■ **Exercises**:
1. Reproduce part of the passage on ketamine safety: begin at the words "From a physiological" and stop after "necessarily the case.".
2. In the passage on ketamine safety, what physiological concerns could ketamine create?

■ **Given passage**:
-------
Sackett says that from his experience working with doctors, these other methods can sometimes be as helpful as an IV treatment. 

Is ketamine treatment for depression safe? 

“Ketamine is nice because it’s been used for a long time,” says Sackett. “The main risks that can happen with ketamine are similar to other psychedelics in that it can be a stressful experience for people who aren’t in a well-supported environment. It can also cause anxiety or panic symptoms if you’re not prepared for the experience.” 

From a physiological perspective, ketamine won’t interfere with respiratory drive, but it could create high blood pressure or cardiac concerns. 

There’s also a misconception that ketamine could be addictive, but that’s not necessarily the case. 

“The addictive profile of ketamine is interesting. As with anything, people can become dependent on it, but we don’t see a lot of ketamine use disorder in the U.S.,” says Sackett. “In theory, there’s the potential that it can be overused in an uncontrolled environment, but in an observed environment, it’s lower than someone who is using it recreationally.” 

Long-term effects of ketamine look positive, too, as there are few reports of adverse effects. There’s some concern that it may interfere with the bladder, but Sackett mentions that it typically only happens at really high doses and that the data says there’s very little chance. 

“It’s important to remember that when you’re dealing with something like depression or other psychiatric conditions, leaving it untreated can lead to more severe issues long-term than what’s typically seen with these treatment methods,” says Sackett.
-------
■ **Provided data**:
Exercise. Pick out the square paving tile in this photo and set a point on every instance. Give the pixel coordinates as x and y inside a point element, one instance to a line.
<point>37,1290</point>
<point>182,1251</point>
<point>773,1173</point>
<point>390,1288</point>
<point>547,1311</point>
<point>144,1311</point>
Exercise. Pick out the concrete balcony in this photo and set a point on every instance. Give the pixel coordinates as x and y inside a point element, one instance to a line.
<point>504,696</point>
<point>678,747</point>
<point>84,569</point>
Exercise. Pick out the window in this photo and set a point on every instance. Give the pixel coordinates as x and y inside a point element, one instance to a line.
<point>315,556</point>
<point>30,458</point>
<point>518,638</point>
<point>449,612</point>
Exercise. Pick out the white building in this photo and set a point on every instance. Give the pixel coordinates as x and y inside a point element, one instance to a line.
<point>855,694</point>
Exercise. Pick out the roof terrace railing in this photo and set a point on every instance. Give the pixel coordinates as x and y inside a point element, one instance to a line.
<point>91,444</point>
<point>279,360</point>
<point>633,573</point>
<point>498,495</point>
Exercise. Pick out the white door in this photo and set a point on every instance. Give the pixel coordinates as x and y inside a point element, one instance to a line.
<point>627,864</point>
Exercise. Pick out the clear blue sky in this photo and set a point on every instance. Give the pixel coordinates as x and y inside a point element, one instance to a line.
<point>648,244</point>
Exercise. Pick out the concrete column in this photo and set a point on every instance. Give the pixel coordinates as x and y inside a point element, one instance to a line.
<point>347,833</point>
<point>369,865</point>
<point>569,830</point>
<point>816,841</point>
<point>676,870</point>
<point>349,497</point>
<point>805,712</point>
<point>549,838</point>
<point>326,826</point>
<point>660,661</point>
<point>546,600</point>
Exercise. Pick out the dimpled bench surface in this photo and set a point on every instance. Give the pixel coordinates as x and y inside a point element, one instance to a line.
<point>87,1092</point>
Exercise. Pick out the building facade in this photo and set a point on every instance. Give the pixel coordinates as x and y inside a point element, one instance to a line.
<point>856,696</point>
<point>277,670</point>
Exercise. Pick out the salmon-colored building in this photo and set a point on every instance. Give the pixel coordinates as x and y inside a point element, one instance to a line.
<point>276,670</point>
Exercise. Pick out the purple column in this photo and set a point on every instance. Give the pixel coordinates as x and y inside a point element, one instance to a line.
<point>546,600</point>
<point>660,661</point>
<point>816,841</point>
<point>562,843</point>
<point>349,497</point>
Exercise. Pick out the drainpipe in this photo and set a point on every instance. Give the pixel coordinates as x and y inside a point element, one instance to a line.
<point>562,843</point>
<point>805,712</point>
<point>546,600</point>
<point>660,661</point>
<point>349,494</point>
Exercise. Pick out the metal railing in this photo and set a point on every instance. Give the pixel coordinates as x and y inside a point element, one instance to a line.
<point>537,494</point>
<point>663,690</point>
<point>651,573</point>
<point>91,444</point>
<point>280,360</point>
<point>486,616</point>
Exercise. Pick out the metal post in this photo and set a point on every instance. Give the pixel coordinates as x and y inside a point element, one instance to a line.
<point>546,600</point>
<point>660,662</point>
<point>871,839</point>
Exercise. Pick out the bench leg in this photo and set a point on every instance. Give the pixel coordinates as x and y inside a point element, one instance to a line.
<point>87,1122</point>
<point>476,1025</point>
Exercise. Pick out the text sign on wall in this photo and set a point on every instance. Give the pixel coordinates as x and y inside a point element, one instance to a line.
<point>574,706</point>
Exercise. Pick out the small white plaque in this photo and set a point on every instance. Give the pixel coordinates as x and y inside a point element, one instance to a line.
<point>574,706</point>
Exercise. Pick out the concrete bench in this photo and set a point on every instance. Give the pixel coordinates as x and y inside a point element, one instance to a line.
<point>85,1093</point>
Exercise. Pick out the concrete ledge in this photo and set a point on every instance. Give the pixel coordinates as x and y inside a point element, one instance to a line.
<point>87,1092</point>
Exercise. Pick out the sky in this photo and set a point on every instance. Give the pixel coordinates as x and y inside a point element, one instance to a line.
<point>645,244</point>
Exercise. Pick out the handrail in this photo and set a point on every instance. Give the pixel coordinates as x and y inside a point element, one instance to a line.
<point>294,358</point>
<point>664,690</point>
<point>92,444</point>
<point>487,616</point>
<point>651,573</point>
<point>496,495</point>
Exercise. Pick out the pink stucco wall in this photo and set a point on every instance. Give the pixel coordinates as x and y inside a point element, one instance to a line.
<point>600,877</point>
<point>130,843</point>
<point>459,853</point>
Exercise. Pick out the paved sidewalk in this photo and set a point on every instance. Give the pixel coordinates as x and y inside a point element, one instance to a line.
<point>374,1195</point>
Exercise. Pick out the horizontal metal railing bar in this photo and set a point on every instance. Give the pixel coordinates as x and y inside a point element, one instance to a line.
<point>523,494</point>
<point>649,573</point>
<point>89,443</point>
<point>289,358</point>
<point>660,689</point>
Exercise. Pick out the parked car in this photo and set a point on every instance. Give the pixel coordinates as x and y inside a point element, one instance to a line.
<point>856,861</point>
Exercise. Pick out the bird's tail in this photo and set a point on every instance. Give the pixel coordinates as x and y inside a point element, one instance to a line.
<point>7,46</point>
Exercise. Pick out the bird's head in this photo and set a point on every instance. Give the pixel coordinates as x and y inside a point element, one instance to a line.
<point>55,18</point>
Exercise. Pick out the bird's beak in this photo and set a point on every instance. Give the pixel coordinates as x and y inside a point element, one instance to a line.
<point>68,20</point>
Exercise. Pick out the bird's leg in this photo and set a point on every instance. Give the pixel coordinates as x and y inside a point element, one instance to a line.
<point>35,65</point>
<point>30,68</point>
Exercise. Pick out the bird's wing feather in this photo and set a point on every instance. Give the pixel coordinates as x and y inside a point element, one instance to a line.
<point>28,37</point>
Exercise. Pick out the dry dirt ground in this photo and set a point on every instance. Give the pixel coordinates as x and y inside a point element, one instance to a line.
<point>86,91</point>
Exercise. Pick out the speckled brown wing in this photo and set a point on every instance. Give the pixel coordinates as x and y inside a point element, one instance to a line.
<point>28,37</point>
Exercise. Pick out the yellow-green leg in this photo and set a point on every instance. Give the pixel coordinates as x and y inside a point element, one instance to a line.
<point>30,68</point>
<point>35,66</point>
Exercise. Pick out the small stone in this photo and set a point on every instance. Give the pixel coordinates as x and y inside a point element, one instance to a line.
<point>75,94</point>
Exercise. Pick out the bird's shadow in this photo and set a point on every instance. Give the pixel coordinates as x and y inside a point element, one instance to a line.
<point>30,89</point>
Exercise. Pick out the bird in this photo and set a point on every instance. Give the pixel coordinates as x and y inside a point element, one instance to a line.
-------
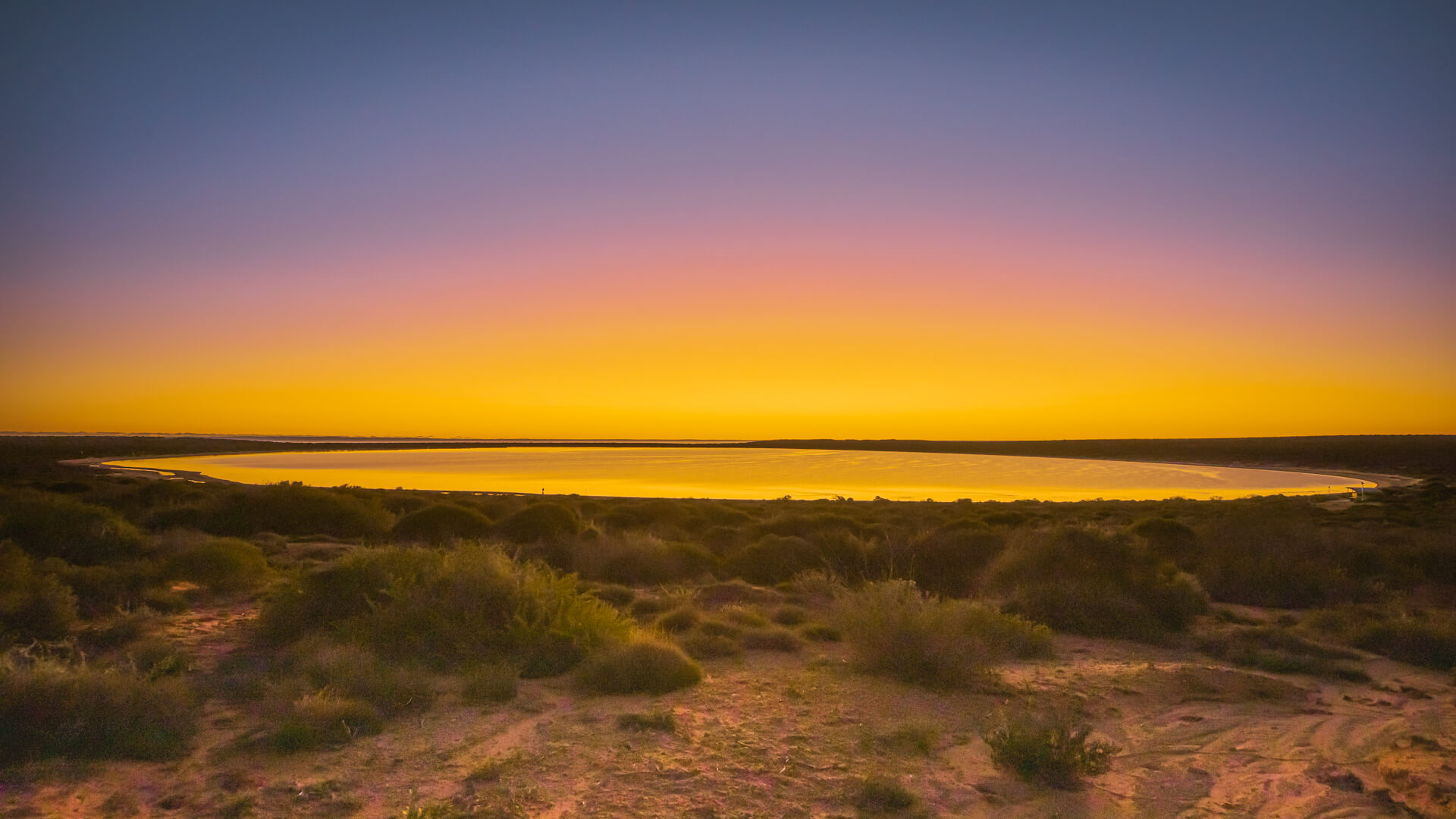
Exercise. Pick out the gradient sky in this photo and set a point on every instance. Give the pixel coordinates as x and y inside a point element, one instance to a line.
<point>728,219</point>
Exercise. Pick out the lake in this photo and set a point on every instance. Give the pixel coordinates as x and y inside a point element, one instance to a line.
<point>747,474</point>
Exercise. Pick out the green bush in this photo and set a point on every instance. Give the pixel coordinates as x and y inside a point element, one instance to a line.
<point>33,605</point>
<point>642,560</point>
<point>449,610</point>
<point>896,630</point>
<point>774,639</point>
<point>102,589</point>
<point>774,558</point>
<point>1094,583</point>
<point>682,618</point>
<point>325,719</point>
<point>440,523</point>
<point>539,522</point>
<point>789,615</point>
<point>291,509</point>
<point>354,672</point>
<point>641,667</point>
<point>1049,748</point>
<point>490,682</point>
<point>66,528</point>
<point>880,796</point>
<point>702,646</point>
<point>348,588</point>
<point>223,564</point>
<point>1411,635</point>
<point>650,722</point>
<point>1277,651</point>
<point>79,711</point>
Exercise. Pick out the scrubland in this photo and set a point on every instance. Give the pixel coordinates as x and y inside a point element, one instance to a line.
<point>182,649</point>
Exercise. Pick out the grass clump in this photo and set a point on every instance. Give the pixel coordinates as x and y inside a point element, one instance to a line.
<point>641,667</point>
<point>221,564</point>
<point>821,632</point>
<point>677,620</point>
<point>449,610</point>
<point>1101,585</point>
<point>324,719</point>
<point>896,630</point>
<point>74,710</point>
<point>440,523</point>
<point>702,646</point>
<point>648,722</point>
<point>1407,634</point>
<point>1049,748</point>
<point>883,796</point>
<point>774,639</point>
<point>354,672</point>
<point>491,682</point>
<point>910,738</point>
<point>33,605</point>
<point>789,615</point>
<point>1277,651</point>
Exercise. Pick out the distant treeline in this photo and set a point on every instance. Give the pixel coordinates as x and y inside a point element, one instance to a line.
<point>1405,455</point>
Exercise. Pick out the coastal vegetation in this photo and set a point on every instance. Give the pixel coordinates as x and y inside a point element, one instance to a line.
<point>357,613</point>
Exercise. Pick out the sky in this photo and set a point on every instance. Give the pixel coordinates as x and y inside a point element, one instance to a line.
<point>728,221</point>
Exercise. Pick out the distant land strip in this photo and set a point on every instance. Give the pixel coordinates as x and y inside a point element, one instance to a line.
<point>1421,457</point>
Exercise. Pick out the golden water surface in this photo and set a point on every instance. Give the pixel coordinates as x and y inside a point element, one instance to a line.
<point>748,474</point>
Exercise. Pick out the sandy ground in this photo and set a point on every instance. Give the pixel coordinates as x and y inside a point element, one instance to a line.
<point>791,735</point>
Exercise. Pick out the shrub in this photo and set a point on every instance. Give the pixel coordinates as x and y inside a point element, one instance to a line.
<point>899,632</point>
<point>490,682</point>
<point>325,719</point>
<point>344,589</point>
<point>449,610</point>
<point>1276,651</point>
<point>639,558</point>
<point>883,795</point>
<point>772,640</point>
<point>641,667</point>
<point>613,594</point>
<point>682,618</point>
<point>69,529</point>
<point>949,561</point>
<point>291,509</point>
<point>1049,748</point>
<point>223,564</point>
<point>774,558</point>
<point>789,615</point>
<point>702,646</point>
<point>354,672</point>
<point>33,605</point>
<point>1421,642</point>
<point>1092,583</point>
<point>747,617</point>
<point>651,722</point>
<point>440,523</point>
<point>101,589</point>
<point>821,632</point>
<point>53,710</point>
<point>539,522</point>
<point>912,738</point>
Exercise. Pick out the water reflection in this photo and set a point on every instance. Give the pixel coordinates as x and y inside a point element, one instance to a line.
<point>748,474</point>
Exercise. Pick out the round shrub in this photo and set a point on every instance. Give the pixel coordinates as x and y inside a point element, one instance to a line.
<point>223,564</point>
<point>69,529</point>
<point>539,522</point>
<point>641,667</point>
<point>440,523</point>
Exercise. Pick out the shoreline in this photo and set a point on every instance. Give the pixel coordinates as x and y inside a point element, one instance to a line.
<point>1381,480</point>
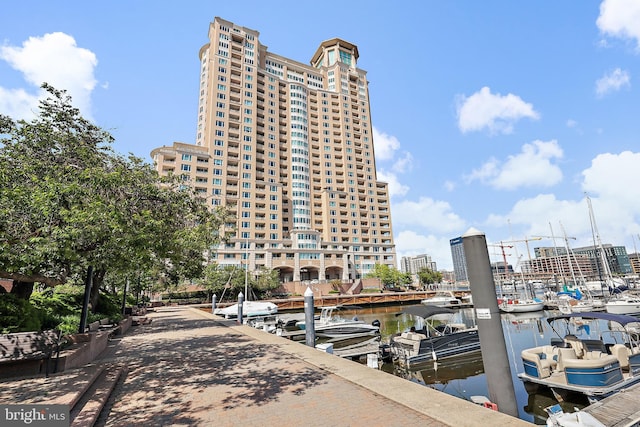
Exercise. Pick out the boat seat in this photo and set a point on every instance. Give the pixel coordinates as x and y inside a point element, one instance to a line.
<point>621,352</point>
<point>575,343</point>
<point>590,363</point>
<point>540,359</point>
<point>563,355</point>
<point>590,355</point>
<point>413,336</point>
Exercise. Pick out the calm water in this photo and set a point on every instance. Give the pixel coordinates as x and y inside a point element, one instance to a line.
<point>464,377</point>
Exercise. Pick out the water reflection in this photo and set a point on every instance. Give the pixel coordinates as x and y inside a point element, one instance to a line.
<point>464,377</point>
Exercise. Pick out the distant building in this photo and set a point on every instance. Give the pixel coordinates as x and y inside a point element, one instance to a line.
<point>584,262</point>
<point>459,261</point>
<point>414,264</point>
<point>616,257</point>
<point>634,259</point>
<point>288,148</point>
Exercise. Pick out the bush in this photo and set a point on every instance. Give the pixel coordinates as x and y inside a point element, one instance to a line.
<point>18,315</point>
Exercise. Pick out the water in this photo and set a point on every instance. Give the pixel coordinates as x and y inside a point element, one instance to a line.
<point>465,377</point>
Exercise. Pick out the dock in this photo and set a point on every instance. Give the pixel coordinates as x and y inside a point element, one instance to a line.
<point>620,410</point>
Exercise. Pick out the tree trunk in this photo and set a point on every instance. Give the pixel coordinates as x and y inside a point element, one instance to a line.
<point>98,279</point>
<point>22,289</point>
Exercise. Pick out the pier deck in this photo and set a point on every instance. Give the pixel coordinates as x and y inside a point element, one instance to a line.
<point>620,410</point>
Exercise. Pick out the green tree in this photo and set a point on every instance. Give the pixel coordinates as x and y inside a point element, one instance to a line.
-------
■ **Solved problems**:
1.
From a physiological perspective, ketamine won’t interfere with respiratory drive, but it could create high blood pressure or cardiac concerns. 

There’s also a misconception that ketamine could be addictive, but that’s not necessarily the case.

2. It could create high blood pressure or cardiac concerns.